Set down, word for word, the stretch of lines from the one containing "Task: point at every instance of the frog's webbed" to the end of the records below.

> [ENTRIES PROVIDED]:
::::::::

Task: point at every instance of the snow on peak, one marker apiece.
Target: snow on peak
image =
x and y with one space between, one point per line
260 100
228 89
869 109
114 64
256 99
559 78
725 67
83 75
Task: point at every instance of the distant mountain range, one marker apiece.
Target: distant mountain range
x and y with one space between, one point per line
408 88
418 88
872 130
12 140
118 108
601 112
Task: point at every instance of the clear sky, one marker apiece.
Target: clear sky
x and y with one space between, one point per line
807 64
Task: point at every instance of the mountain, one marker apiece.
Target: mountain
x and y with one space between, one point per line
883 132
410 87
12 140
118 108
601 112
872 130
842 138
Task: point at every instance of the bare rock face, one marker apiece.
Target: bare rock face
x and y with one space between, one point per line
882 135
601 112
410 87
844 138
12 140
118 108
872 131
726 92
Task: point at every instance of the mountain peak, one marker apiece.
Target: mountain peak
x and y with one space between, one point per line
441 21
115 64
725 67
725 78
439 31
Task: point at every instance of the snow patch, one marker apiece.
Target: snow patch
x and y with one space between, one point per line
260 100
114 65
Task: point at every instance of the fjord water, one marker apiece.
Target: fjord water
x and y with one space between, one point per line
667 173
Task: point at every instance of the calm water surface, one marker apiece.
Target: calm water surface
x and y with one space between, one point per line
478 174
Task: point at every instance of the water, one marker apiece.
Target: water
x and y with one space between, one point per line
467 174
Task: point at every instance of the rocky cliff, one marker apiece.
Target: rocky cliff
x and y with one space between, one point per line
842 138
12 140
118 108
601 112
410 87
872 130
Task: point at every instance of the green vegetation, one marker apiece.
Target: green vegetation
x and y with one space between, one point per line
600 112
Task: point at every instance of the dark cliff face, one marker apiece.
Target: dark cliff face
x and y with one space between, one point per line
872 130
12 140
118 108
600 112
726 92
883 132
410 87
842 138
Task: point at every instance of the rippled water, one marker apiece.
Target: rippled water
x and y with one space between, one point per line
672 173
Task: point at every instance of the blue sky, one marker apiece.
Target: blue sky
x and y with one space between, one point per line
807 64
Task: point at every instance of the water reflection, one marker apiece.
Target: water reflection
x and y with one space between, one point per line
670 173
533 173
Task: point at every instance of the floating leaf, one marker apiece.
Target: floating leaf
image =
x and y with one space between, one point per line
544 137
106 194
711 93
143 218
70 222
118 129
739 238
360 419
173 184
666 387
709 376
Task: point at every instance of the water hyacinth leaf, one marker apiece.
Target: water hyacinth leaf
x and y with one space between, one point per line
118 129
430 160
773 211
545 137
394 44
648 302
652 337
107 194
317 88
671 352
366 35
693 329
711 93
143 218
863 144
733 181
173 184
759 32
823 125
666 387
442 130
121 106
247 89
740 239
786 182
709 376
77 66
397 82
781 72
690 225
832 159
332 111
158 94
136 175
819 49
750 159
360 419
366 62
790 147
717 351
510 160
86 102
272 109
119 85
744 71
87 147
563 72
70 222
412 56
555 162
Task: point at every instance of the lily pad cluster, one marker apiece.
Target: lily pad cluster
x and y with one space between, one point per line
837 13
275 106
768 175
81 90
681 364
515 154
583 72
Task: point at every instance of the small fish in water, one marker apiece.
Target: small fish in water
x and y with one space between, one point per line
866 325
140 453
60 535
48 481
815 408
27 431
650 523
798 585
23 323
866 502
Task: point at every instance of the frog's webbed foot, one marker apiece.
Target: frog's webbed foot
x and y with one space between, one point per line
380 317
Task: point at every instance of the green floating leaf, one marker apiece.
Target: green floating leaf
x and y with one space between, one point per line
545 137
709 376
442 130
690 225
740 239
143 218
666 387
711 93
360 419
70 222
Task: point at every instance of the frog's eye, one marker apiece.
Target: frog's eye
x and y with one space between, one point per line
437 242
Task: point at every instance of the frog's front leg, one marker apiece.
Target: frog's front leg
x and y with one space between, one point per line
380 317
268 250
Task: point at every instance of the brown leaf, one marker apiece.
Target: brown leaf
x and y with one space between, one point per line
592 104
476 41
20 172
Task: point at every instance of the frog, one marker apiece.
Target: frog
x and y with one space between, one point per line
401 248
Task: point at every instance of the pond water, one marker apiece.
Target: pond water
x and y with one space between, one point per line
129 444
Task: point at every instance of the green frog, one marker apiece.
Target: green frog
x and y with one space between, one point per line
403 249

::::::::

> [RESPONSE TO THE TASK]:
Task: point at every instance of the frog's webbed foot, one marker apiece.
Target: frog's webbed foot
x and y with one space between, one point per line
380 317
Task: point at every instance of the green floating leaf, one marker apiece.
Target: green floating leaf
x and y with one space between, one point per line
545 137
709 376
442 130
690 225
740 239
143 218
666 387
711 93
360 419
70 222
Task: point at every instance of the frog's eye, one marker apiece.
Target: frog's eye
x and y with one space between, one point per line
437 242
Task: point at every instance of the frog's front leg, one marker apiece.
Target: frog's front leg
x and y with one space between, one point per line
380 317
268 250
Task: point at every instance of the brown leaf, one marker apiece.
Target: brown leaf
x and y with one space between, one point per line
592 104
476 41
20 172
Task: point at every instance of the frog, one marker apiece.
Target: frog
x and y with one space between, one point per line
401 248
Task: point at every instance of the pond water, one marker apiece.
Target: pond water
x and y with one space between, one point per line
129 444
Task: point at every instance of the green frog, one marker apiece.
Target: green frog
x and y with one space between, one point per line
403 249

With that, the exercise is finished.